**INSTRUCTIONS FOR THE TASK**
Count the lines in the entries below that contain the string "stripe", with case counting. Reply with the number alone.

**STORED RECORDS**
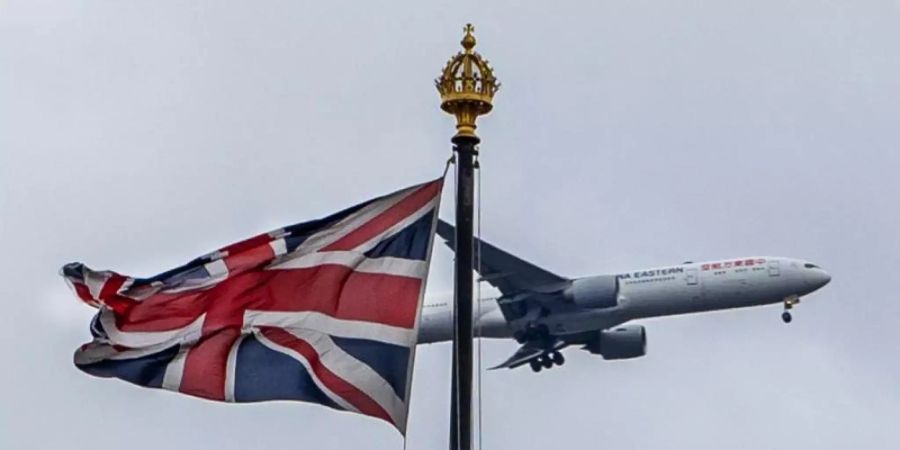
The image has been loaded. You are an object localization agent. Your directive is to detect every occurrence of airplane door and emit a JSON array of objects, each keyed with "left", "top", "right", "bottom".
[
  {"left": 769, "top": 261, "right": 781, "bottom": 277},
  {"left": 686, "top": 269, "right": 698, "bottom": 286}
]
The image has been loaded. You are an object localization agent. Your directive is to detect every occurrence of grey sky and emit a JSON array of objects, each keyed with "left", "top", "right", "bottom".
[{"left": 0, "top": 0, "right": 900, "bottom": 450}]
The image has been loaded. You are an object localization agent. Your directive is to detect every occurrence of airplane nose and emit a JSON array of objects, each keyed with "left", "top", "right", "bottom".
[{"left": 806, "top": 269, "right": 831, "bottom": 290}]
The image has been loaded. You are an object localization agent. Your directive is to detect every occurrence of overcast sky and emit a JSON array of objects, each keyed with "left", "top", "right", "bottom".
[{"left": 0, "top": 0, "right": 900, "bottom": 450}]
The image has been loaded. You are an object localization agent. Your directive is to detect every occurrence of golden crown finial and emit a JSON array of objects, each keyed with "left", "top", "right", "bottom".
[
  {"left": 434, "top": 24, "right": 500, "bottom": 139},
  {"left": 459, "top": 23, "right": 475, "bottom": 53}
]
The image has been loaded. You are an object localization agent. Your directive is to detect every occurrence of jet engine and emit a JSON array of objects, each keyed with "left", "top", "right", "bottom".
[
  {"left": 584, "top": 325, "right": 647, "bottom": 359},
  {"left": 563, "top": 275, "right": 619, "bottom": 308}
]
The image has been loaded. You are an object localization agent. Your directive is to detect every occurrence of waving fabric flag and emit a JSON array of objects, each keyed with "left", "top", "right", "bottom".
[{"left": 62, "top": 179, "right": 443, "bottom": 433}]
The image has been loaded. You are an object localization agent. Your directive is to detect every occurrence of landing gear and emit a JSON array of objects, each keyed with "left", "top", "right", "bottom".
[
  {"left": 528, "top": 351, "right": 566, "bottom": 372},
  {"left": 550, "top": 352, "right": 566, "bottom": 366},
  {"left": 781, "top": 295, "right": 800, "bottom": 323}
]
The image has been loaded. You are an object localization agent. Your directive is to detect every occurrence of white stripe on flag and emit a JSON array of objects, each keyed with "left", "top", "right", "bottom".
[
  {"left": 253, "top": 330, "right": 359, "bottom": 413},
  {"left": 294, "top": 184, "right": 424, "bottom": 253},
  {"left": 225, "top": 334, "right": 247, "bottom": 402},
  {"left": 266, "top": 251, "right": 428, "bottom": 279},
  {"left": 100, "top": 309, "right": 206, "bottom": 348},
  {"left": 353, "top": 198, "right": 439, "bottom": 253},
  {"left": 244, "top": 310, "right": 416, "bottom": 347},
  {"left": 162, "top": 344, "right": 191, "bottom": 392},
  {"left": 286, "top": 329, "right": 406, "bottom": 426}
]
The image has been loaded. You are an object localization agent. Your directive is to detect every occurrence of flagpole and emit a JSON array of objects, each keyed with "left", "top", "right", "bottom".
[{"left": 435, "top": 24, "right": 500, "bottom": 450}]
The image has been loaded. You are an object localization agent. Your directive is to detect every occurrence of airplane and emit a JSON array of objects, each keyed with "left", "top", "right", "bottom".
[{"left": 418, "top": 220, "right": 831, "bottom": 372}]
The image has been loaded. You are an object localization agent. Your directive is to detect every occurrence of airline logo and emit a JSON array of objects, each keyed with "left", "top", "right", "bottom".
[
  {"left": 700, "top": 258, "right": 766, "bottom": 270},
  {"left": 616, "top": 267, "right": 684, "bottom": 279}
]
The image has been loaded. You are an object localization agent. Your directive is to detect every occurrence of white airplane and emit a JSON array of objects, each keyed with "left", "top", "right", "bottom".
[{"left": 419, "top": 221, "right": 831, "bottom": 372}]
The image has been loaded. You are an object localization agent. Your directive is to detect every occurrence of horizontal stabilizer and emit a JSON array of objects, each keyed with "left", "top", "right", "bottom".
[{"left": 437, "top": 220, "right": 569, "bottom": 295}]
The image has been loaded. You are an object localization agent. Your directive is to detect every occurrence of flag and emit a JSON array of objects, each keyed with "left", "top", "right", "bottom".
[{"left": 61, "top": 178, "right": 443, "bottom": 433}]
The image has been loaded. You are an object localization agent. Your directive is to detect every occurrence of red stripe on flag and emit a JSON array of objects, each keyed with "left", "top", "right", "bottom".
[
  {"left": 322, "top": 180, "right": 443, "bottom": 251},
  {"left": 72, "top": 281, "right": 97, "bottom": 305},
  {"left": 262, "top": 265, "right": 422, "bottom": 328},
  {"left": 116, "top": 291, "right": 209, "bottom": 332},
  {"left": 260, "top": 327, "right": 394, "bottom": 424},
  {"left": 178, "top": 328, "right": 241, "bottom": 401},
  {"left": 219, "top": 233, "right": 272, "bottom": 255},
  {"left": 116, "top": 265, "right": 422, "bottom": 332},
  {"left": 98, "top": 273, "right": 136, "bottom": 314},
  {"left": 224, "top": 243, "right": 275, "bottom": 274}
]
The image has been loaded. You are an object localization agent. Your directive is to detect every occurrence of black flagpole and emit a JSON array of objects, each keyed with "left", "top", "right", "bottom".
[
  {"left": 435, "top": 24, "right": 500, "bottom": 450},
  {"left": 450, "top": 135, "right": 479, "bottom": 450}
]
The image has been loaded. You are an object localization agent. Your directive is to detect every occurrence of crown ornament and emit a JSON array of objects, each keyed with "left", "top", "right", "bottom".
[{"left": 434, "top": 24, "right": 500, "bottom": 138}]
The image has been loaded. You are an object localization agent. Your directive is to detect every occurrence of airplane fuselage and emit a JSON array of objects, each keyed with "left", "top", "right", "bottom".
[{"left": 419, "top": 257, "right": 830, "bottom": 343}]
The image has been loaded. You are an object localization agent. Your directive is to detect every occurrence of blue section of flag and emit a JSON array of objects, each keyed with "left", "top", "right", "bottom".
[
  {"left": 78, "top": 345, "right": 179, "bottom": 388},
  {"left": 234, "top": 336, "right": 342, "bottom": 409},
  {"left": 366, "top": 210, "right": 434, "bottom": 261},
  {"left": 331, "top": 336, "right": 410, "bottom": 401}
]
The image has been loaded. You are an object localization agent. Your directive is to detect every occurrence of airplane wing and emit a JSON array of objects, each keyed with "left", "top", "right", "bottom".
[
  {"left": 488, "top": 339, "right": 567, "bottom": 370},
  {"left": 437, "top": 220, "right": 569, "bottom": 296}
]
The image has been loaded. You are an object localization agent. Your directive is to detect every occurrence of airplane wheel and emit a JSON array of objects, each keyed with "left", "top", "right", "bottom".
[
  {"left": 541, "top": 355, "right": 553, "bottom": 369},
  {"left": 550, "top": 352, "right": 566, "bottom": 366},
  {"left": 513, "top": 330, "right": 525, "bottom": 344}
]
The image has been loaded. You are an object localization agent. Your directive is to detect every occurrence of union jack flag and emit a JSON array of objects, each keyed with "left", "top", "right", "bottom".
[{"left": 61, "top": 178, "right": 443, "bottom": 433}]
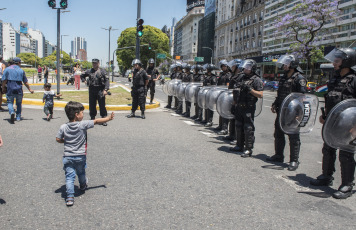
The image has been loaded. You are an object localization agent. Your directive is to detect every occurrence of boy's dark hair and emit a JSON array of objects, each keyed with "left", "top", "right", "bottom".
[
  {"left": 64, "top": 101, "right": 84, "bottom": 121},
  {"left": 44, "top": 83, "right": 52, "bottom": 88}
]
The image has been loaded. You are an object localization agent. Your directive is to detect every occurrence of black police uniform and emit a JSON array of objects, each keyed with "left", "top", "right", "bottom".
[
  {"left": 203, "top": 73, "right": 218, "bottom": 123},
  {"left": 182, "top": 71, "right": 193, "bottom": 117},
  {"left": 131, "top": 68, "right": 148, "bottom": 113},
  {"left": 174, "top": 72, "right": 184, "bottom": 114},
  {"left": 166, "top": 72, "right": 175, "bottom": 109},
  {"left": 267, "top": 72, "right": 307, "bottom": 162},
  {"left": 192, "top": 73, "right": 204, "bottom": 121},
  {"left": 310, "top": 72, "right": 356, "bottom": 188},
  {"left": 146, "top": 67, "right": 159, "bottom": 103},
  {"left": 234, "top": 73, "right": 263, "bottom": 157},
  {"left": 217, "top": 71, "right": 231, "bottom": 134},
  {"left": 80, "top": 68, "right": 110, "bottom": 119}
]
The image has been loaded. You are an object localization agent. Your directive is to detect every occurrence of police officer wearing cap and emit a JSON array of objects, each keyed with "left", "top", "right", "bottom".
[
  {"left": 80, "top": 58, "right": 110, "bottom": 126},
  {"left": 173, "top": 63, "right": 183, "bottom": 114},
  {"left": 182, "top": 64, "right": 193, "bottom": 117},
  {"left": 191, "top": 65, "right": 204, "bottom": 121},
  {"left": 146, "top": 58, "right": 161, "bottom": 104},
  {"left": 216, "top": 59, "right": 231, "bottom": 135},
  {"left": 202, "top": 64, "right": 217, "bottom": 127},
  {"left": 127, "top": 59, "right": 148, "bottom": 119},
  {"left": 266, "top": 55, "right": 307, "bottom": 171},
  {"left": 230, "top": 59, "right": 263, "bottom": 158},
  {"left": 310, "top": 48, "right": 356, "bottom": 199},
  {"left": 165, "top": 64, "right": 177, "bottom": 109}
]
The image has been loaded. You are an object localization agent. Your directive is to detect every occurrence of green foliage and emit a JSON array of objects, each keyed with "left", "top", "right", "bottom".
[
  {"left": 17, "top": 53, "right": 42, "bottom": 66},
  {"left": 116, "top": 25, "right": 170, "bottom": 69}
]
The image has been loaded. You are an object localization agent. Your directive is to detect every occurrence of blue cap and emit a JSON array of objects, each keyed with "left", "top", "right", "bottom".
[{"left": 13, "top": 57, "right": 21, "bottom": 63}]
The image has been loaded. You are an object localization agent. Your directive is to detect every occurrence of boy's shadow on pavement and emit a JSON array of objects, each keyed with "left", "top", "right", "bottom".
[{"left": 54, "top": 184, "right": 106, "bottom": 199}]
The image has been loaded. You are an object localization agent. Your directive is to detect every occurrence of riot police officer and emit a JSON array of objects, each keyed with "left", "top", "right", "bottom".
[
  {"left": 216, "top": 59, "right": 231, "bottom": 135},
  {"left": 146, "top": 58, "right": 161, "bottom": 104},
  {"left": 266, "top": 55, "right": 307, "bottom": 171},
  {"left": 80, "top": 58, "right": 110, "bottom": 126},
  {"left": 310, "top": 48, "right": 356, "bottom": 199},
  {"left": 173, "top": 63, "right": 183, "bottom": 114},
  {"left": 202, "top": 64, "right": 217, "bottom": 127},
  {"left": 127, "top": 59, "right": 148, "bottom": 119},
  {"left": 182, "top": 64, "right": 193, "bottom": 117},
  {"left": 191, "top": 65, "right": 204, "bottom": 121},
  {"left": 165, "top": 64, "right": 177, "bottom": 109},
  {"left": 224, "top": 59, "right": 242, "bottom": 140},
  {"left": 231, "top": 59, "right": 263, "bottom": 157}
]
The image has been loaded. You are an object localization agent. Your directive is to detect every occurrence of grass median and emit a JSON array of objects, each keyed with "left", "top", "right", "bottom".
[{"left": 24, "top": 87, "right": 132, "bottom": 105}]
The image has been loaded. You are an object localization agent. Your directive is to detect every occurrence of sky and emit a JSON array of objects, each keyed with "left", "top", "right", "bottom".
[{"left": 0, "top": 0, "right": 187, "bottom": 66}]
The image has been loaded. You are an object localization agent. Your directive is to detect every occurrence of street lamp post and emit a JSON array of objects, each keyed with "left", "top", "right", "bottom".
[{"left": 202, "top": 47, "right": 214, "bottom": 64}]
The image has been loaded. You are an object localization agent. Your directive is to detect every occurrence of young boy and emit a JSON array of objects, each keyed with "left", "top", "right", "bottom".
[
  {"left": 43, "top": 83, "right": 62, "bottom": 121},
  {"left": 56, "top": 101, "right": 114, "bottom": 206}
]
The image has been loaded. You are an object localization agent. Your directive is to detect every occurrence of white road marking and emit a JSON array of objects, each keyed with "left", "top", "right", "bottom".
[{"left": 275, "top": 175, "right": 312, "bottom": 192}]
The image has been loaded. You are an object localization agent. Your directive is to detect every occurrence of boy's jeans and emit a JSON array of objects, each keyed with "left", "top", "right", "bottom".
[
  {"left": 63, "top": 156, "right": 87, "bottom": 197},
  {"left": 6, "top": 94, "right": 23, "bottom": 118}
]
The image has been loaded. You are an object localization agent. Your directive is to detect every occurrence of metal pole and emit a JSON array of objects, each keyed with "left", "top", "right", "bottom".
[
  {"left": 136, "top": 0, "right": 141, "bottom": 59},
  {"left": 57, "top": 8, "right": 61, "bottom": 94}
]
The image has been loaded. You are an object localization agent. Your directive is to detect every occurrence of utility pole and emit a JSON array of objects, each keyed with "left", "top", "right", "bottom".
[{"left": 136, "top": 0, "right": 141, "bottom": 59}]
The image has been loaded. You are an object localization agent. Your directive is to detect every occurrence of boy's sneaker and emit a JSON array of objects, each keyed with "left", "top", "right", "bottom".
[{"left": 80, "top": 177, "right": 89, "bottom": 191}]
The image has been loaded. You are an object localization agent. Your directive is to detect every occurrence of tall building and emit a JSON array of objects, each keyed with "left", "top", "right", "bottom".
[
  {"left": 173, "top": 5, "right": 205, "bottom": 63},
  {"left": 214, "top": 0, "right": 264, "bottom": 62},
  {"left": 28, "top": 28, "right": 46, "bottom": 58},
  {"left": 2, "top": 23, "right": 20, "bottom": 60},
  {"left": 71, "top": 37, "right": 88, "bottom": 59}
]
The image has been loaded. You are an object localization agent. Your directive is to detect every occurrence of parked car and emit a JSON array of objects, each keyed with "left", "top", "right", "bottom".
[
  {"left": 263, "top": 81, "right": 278, "bottom": 91},
  {"left": 307, "top": 82, "right": 318, "bottom": 93}
]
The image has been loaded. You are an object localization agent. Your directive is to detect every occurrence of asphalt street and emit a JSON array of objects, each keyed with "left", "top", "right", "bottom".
[{"left": 0, "top": 78, "right": 356, "bottom": 229}]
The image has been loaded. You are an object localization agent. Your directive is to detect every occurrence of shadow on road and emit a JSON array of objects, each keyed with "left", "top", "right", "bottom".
[{"left": 54, "top": 184, "right": 106, "bottom": 199}]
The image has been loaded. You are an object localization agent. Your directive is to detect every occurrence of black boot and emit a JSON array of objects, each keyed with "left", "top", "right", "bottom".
[
  {"left": 333, "top": 185, "right": 353, "bottom": 199},
  {"left": 126, "top": 111, "right": 135, "bottom": 118},
  {"left": 309, "top": 175, "right": 334, "bottom": 186}
]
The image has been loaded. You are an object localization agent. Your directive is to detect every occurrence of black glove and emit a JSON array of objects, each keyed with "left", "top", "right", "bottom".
[{"left": 241, "top": 84, "right": 252, "bottom": 93}]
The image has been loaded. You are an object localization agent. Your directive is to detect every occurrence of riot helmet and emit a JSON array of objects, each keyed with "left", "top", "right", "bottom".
[
  {"left": 324, "top": 48, "right": 356, "bottom": 71},
  {"left": 131, "top": 59, "right": 142, "bottom": 66},
  {"left": 239, "top": 59, "right": 257, "bottom": 73}
]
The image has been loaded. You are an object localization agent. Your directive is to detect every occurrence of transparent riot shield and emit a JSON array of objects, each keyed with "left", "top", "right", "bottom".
[
  {"left": 168, "top": 79, "right": 182, "bottom": 96},
  {"left": 322, "top": 99, "right": 356, "bottom": 152},
  {"left": 162, "top": 80, "right": 170, "bottom": 95},
  {"left": 216, "top": 89, "right": 235, "bottom": 119},
  {"left": 205, "top": 86, "right": 227, "bottom": 111},
  {"left": 185, "top": 82, "right": 202, "bottom": 103},
  {"left": 177, "top": 82, "right": 189, "bottom": 101},
  {"left": 198, "top": 86, "right": 214, "bottom": 109},
  {"left": 279, "top": 93, "right": 319, "bottom": 134}
]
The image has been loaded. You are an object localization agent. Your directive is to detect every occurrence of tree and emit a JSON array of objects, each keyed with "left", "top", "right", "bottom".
[
  {"left": 17, "top": 53, "right": 42, "bottom": 67},
  {"left": 116, "top": 26, "right": 170, "bottom": 69},
  {"left": 276, "top": 0, "right": 338, "bottom": 76}
]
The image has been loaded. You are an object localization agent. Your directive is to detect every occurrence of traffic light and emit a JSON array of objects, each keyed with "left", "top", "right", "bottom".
[
  {"left": 137, "top": 18, "right": 144, "bottom": 37},
  {"left": 48, "top": 0, "right": 56, "bottom": 9},
  {"left": 59, "top": 0, "right": 68, "bottom": 9}
]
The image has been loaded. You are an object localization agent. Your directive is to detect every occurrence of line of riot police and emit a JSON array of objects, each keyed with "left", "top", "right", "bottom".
[{"left": 163, "top": 48, "right": 356, "bottom": 199}]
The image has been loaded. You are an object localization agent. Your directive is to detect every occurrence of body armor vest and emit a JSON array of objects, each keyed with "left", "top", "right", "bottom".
[{"left": 325, "top": 73, "right": 356, "bottom": 112}]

**EXPECTED ANSWER**
2